Excerpted passage:
Today RBLI runs a social enterprise factory called Britain’s Bravest Manufacturing Company (BBMC), provides care and assisted living for older veterans, accommodation for families, adapted homes for veterans with disabilities, and emergency accommodation for homeless veterans.
In fact RBLI’s integrated Village in Aylesford, Kent is a national leader in veteran care. RBLI is also helping injured, disabled and unemployed veterans all over the UK through LifeWorks which is an outstanding employability programme helping 83% of veterans into work or training within one year.
Florence Nightingale undoubtedly saved the lives of many, including countless wounded, injured and sick members of the British Armed Forces. With her pioneering practices laying at the very heart of modern nursing, which today faces an unprecedented challenge with COVID-19, the legacy of this great woman’s work is felt now more than ever.

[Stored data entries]
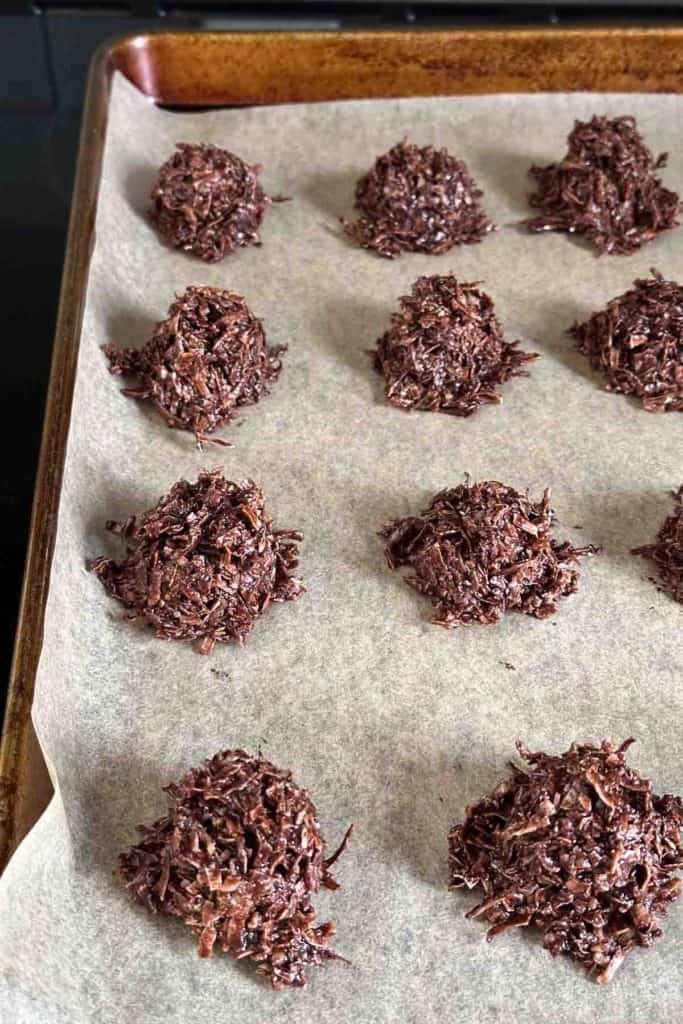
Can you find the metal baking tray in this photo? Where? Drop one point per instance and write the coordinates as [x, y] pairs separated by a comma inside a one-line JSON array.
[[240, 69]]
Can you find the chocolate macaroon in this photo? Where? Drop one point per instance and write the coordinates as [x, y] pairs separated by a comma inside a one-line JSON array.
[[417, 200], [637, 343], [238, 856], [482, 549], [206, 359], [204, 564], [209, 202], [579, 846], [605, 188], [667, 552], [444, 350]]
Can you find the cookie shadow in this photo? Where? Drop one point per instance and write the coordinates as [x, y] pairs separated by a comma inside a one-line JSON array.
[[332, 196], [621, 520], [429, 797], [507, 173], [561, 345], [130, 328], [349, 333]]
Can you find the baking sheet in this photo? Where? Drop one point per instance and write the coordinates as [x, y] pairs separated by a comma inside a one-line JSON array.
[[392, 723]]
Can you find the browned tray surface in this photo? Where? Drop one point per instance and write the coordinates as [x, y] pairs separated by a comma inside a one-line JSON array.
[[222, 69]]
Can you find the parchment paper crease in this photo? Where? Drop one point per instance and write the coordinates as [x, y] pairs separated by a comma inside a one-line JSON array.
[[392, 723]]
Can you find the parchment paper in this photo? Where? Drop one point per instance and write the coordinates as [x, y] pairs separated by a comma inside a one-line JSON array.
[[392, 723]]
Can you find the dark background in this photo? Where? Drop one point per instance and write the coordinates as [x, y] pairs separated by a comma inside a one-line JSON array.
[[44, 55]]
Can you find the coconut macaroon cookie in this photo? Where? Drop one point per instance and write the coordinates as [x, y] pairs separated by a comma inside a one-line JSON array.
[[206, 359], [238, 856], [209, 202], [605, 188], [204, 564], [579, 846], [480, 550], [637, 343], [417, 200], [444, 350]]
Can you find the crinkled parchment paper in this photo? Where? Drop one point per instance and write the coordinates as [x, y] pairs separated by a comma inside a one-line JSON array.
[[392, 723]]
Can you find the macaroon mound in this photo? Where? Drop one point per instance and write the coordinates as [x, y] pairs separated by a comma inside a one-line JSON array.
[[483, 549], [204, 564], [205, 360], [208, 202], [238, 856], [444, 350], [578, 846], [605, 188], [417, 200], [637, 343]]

==

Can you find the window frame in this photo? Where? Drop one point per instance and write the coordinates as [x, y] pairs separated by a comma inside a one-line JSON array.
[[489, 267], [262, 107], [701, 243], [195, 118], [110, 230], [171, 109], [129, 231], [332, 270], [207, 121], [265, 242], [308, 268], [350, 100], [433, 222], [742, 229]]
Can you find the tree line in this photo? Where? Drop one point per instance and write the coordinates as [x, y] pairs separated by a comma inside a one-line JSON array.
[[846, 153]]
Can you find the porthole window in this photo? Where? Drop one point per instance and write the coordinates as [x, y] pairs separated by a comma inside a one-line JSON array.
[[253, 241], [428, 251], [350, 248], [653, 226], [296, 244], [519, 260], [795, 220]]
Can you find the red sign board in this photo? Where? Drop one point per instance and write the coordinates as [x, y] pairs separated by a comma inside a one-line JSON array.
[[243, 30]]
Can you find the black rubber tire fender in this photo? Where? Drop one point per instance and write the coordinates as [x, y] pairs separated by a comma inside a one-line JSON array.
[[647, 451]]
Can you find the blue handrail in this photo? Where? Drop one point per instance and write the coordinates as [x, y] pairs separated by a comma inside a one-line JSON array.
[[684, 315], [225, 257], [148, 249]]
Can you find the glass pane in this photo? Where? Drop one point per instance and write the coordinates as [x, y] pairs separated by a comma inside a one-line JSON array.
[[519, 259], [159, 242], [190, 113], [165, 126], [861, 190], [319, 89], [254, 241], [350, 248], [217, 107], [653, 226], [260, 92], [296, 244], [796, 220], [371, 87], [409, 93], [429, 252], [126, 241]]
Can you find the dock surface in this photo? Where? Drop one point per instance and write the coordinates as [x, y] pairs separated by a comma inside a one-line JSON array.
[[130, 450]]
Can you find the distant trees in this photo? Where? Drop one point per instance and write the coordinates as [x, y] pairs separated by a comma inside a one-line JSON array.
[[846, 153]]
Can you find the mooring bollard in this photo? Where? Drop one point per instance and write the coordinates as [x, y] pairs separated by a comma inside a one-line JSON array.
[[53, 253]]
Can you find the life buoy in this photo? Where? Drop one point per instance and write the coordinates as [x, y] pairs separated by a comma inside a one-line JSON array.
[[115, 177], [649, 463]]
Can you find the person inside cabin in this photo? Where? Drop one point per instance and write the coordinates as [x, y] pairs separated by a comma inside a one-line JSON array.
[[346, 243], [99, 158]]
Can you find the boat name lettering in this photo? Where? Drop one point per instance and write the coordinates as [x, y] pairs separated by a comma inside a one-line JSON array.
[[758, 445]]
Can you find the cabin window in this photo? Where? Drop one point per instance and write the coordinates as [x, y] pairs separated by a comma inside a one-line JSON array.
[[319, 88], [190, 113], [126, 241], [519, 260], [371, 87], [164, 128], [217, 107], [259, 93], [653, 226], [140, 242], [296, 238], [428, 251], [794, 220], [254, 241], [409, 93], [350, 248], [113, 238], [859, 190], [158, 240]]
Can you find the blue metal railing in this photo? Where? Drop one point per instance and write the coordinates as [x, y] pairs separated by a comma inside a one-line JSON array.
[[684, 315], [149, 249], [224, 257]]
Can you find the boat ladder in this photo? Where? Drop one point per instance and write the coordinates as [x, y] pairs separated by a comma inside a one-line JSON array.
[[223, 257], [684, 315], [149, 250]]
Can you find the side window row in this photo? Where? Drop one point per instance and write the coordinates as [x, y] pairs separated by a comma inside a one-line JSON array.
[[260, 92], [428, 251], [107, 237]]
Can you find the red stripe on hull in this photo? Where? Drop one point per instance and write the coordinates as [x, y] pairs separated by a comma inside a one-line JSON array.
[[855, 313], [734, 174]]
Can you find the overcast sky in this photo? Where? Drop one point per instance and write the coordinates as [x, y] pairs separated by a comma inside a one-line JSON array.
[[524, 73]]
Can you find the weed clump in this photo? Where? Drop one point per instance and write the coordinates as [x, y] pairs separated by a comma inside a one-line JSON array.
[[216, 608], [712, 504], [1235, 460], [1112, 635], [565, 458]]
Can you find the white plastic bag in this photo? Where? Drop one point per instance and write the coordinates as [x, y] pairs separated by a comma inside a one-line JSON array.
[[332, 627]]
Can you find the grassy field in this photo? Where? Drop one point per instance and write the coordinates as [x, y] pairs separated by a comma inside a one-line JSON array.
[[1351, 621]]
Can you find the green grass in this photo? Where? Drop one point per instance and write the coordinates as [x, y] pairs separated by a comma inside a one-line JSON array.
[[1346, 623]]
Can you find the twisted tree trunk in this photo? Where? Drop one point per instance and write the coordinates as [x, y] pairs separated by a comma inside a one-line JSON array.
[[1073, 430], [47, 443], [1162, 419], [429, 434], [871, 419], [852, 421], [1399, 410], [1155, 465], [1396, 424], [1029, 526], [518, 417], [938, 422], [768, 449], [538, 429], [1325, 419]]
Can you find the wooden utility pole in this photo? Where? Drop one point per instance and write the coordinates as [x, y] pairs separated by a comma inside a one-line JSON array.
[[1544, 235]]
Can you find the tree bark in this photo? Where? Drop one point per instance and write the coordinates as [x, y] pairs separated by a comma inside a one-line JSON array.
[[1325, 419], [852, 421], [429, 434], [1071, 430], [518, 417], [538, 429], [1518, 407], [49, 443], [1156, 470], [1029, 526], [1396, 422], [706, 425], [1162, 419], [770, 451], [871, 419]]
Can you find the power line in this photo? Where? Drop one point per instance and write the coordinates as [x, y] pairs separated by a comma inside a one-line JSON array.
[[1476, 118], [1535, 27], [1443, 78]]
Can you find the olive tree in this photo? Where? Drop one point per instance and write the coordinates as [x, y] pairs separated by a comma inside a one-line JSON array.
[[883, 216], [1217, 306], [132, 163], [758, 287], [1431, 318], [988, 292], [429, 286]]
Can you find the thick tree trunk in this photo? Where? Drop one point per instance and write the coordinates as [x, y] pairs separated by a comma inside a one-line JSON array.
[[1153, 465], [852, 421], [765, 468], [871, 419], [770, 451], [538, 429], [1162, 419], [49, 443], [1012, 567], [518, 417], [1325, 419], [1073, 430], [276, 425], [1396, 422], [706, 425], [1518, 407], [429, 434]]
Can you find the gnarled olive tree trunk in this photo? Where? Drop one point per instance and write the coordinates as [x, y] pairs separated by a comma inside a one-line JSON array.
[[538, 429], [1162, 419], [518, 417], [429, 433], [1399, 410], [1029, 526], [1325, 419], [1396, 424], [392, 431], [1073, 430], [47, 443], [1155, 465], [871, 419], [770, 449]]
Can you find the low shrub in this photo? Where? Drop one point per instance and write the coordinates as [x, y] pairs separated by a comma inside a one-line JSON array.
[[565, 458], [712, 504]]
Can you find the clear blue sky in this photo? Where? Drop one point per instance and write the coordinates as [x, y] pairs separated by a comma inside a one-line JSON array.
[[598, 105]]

Exercise aim:
In the passage about RBLI, what share of veterans does LifeWorks help into work or training within one year?

Answer below:
83% of veterans.